*Given exercise A*:
Answer these questions from the text on the share placing:
(i) What are the estimated expenses for the Placing?
(ii) What commission rate will the Company pay the Placing Agent?
(iii) If all Placing Shares are placed, what is the maximum commission payable?

━━━ Selected text

Considering the factors mentioned above, the Directors believe that the benefits associated with them outweigh the discount applied to the Placing Price. To strike a balance between the Company's cash flow needs and the interests of its Shareholders, the Company has set a discount to encourage participations in the Placing. As a result, the Directors consider the discount to be fair and reasonable.

Taking into account the estimated expenses for the Placing of approximately HK$1,400,000, comprising fees, costs, charges, and other related expenses, and assuming the successful placement of all 1,000,000,000 Placing Shares, the net price of each Placing Share will be approximately HK$0.107 per Placing Share.

Placing fee

In consideration of the services provided by the Placing Agent in relation to the Placing, and provided that the Completion occurs, the Company shall pay the Placing Agent a commission of one (1)% of the aggregate Placing Price for the Placing Shares which the Placing Agent is authorised to deduct from the payment to be made by it to the Company at Completion.

Assuming all 1,000,000,000 Placing Shares are placed, the maximum commission payable by the Company to the Placing Agent will be HK$1,080,000.

The placing commission under the Placing Agreement was determined after arm's length negotiations between the Company and the Placing Agent with reference to the prevailing market conditions.

━━━━━━
━━━ Supplied material

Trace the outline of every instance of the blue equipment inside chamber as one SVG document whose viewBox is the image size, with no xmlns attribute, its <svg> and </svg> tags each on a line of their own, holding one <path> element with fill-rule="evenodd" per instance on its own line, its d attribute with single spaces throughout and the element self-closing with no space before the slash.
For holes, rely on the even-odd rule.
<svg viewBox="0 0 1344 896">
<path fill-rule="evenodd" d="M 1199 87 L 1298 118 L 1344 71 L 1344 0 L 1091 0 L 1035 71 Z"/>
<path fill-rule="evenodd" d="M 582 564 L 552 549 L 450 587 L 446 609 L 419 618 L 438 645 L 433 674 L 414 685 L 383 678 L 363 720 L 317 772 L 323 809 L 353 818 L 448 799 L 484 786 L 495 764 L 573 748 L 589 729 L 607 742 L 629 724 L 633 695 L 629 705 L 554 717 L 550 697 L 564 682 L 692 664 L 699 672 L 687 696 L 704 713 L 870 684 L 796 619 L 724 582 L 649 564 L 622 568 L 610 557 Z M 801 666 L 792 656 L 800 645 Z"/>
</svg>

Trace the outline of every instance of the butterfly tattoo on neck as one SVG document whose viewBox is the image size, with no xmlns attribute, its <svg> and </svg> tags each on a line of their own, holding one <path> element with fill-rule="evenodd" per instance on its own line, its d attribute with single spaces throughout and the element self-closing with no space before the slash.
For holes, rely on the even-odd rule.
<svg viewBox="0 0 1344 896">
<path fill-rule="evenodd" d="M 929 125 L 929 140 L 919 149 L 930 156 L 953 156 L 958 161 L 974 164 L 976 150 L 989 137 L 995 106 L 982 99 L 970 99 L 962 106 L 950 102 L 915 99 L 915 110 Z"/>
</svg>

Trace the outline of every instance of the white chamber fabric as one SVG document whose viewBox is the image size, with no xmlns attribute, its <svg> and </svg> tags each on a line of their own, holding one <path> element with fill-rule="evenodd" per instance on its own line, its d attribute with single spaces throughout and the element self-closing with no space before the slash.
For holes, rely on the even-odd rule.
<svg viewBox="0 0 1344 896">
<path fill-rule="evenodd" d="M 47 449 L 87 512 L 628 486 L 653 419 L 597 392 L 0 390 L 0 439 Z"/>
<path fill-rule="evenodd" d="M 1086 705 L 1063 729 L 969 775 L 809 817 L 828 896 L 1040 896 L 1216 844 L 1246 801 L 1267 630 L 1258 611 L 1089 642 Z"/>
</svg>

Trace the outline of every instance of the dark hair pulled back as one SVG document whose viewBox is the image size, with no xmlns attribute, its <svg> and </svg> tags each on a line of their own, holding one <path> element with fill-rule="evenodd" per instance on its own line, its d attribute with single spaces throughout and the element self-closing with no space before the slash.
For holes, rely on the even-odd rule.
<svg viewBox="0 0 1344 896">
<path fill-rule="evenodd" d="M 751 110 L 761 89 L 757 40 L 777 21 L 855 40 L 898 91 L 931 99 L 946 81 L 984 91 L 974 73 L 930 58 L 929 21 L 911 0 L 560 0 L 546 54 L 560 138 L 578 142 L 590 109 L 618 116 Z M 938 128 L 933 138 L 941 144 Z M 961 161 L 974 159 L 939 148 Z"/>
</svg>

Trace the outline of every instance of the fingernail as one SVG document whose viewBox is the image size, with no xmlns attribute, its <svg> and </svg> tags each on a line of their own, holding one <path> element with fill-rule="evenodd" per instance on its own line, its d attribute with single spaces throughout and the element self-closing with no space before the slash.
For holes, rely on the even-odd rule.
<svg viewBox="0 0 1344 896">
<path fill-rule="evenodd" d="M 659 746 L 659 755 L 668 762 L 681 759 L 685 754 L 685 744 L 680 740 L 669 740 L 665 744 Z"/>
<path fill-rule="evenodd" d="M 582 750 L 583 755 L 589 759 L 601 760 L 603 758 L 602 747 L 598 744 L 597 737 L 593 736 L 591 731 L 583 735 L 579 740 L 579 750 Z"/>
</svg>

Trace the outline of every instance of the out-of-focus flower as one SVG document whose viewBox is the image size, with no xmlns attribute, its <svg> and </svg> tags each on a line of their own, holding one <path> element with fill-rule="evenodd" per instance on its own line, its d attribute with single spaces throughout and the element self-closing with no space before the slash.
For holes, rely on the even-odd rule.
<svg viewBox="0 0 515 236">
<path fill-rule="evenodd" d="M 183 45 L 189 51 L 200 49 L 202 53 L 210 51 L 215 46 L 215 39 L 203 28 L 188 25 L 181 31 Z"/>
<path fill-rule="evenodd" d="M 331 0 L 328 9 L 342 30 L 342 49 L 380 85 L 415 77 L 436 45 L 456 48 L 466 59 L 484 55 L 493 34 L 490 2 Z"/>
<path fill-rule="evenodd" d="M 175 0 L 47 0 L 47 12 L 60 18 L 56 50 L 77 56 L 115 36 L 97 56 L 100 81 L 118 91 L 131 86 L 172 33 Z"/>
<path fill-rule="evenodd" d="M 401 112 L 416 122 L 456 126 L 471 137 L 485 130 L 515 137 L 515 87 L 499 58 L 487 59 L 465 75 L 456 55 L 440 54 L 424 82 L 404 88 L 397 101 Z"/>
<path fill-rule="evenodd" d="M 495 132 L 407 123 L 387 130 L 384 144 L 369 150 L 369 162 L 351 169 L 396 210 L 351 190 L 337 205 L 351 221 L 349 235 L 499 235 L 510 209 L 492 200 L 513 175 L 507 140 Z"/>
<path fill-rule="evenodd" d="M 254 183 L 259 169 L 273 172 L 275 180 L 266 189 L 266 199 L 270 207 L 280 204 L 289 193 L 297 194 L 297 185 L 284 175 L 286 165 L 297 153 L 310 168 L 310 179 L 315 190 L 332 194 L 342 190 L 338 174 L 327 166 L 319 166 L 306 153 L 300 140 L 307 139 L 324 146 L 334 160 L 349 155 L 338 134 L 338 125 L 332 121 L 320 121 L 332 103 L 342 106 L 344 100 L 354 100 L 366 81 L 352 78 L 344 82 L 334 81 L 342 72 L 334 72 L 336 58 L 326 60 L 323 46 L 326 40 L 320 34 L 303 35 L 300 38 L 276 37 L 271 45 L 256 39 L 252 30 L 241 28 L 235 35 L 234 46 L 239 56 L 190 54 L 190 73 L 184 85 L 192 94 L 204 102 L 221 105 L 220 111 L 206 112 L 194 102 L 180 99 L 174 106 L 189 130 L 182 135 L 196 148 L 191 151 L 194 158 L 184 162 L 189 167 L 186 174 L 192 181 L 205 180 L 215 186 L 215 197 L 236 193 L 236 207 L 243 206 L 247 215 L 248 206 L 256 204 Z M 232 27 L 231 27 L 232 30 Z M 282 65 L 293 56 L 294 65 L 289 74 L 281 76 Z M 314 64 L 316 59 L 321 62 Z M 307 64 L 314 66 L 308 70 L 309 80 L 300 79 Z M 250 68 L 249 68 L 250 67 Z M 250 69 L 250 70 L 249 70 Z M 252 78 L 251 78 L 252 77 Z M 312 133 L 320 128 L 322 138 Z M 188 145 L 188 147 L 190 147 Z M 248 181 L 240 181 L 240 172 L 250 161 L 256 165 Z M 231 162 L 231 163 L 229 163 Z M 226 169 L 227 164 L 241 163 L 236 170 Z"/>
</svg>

━━━━━━

*Given exercise B*: In the entries, copy out the stretch from the first line through the line containing "1199 87 L 1298".

*Worked solution A*:
(i) Approximately HK$1,400,000
(ii) One (1)% of the aggregate Placing Price for the Placing Shares
(iii) HK$1,080,000

*Worked solution B*:
Trace the outline of every instance of the blue equipment inside chamber as one SVG document whose viewBox is the image size, with no xmlns attribute, its <svg> and </svg> tags each on a line of their own, holding one <path> element with fill-rule="evenodd" per instance on its own line, its d attribute with single spaces throughout and the element self-closing with no space before the slash.
For holes, rely on the even-odd rule.
<svg viewBox="0 0 1344 896">
<path fill-rule="evenodd" d="M 1199 87 L 1298 118 L 1344 71 L 1344 0 L 1091 0 L 1035 71 Z"/>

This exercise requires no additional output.